DOCUMENT PASSAGE>
****************

From someone who works in a hospital emergency room…
The reason there's a 4-5 hour wait in our emergency room is simple. There's a 4-5 hour wait everywhere. People know they have nowhere else to go where there won't be a 4-5 hour wait so they sit there and put up with it. They have no choice. If there was a hospital down the street that got people in and out right away, we'd lose a lot of business and the management of the hospital where I work would make changes.
It often breaks my heart to see people sitting there hour after hour, moaning in pain and crying. I am proud of how many people we help but frustrated that we cannot do better for them. We could if we had more room and more facilities and more staff. More doctors would also help but I think we could cut the wait times in half with the same number of doctors if we had more examining rooms and nurses. Unfortunately then, there might be occasional hours when we weren't working to capacity (wouldn't that be nice?) and someone would say "Why did we build all these extra examining rooms and hire these extra people if they're not in use?"
People ask me what they can do to deal with the long wait times. I tell them the only thing is to only get sick when you know you can get an appointment with your physician. I wish I had a better answer.
It has been my experience — and I think I've said this before here — that the doctors and nurses I've encountered in hospitals have been generally wonderful. There have been exceptions but not many. My problems have all come from the overall bureaucracy and the paper shufflers and the setup, which includes crippling financial burdens. Within a very inefficient framework, dedicated medical professionals perform well. But that framework and the sheer cost of health care are killing a lot of people…and I use the word "killing" in its literal definition.

****************

LIST OF TASKS>
a - Write out the emergency room passage word for word from "From someone who" up to and including "would make changes.".
b - In the emergency room passage, by how much does the writer think wait times could be cut with the same number of doctors?

[Items from a data source]
****************

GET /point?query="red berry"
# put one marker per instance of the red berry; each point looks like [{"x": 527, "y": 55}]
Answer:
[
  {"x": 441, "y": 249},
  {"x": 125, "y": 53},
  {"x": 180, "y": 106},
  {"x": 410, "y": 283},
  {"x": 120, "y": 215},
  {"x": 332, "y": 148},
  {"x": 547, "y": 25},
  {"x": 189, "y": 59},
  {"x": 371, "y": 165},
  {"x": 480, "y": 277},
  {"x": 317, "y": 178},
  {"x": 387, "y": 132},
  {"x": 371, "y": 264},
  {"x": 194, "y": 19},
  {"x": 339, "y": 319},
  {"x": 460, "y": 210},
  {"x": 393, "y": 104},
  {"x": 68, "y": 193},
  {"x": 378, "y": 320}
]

****************

ANSWERS FOR EACH ITEM>
a -
From someone who works in a hospital emergency room…
The reason there's a 4-5 hour wait in our emergency room is simple. There's a 4-5 hour wait everywhere. People know they have nowhere else to go where there won't be a 4-5 hour wait so they sit there and put up with it. They have no choice. If there was a hospital down the street that got people in and out right away, we'd lose a lot of business and the management of the hospital where I work would make changes.

b - In half, with more examining rooms and nurses.